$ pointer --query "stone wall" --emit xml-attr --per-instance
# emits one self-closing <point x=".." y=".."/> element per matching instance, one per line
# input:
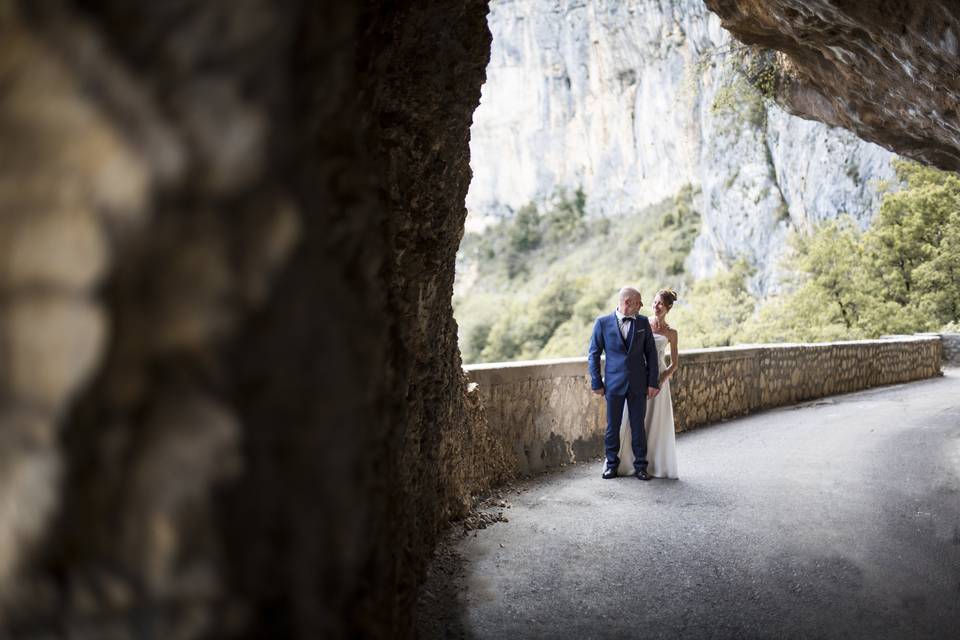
<point x="546" y="415"/>
<point x="231" y="399"/>
<point x="951" y="348"/>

_ _ _

Lay out the records above as a Markdown table with the columns Row and Line, giving each line its own numbered row. Skip blank lines and leave the pictures out.

| Row | Line |
|---|---|
| 1 | $ pointer --query "stone wall" --emit xml-attr --per-instance |
| 2 | # emits one self-closing <point x=".." y=".."/> element per matching instance, one per line |
| 3 | # input: |
| 4 | <point x="546" y="415"/> |
| 5 | <point x="231" y="399"/> |
| 6 | <point x="951" y="348"/> |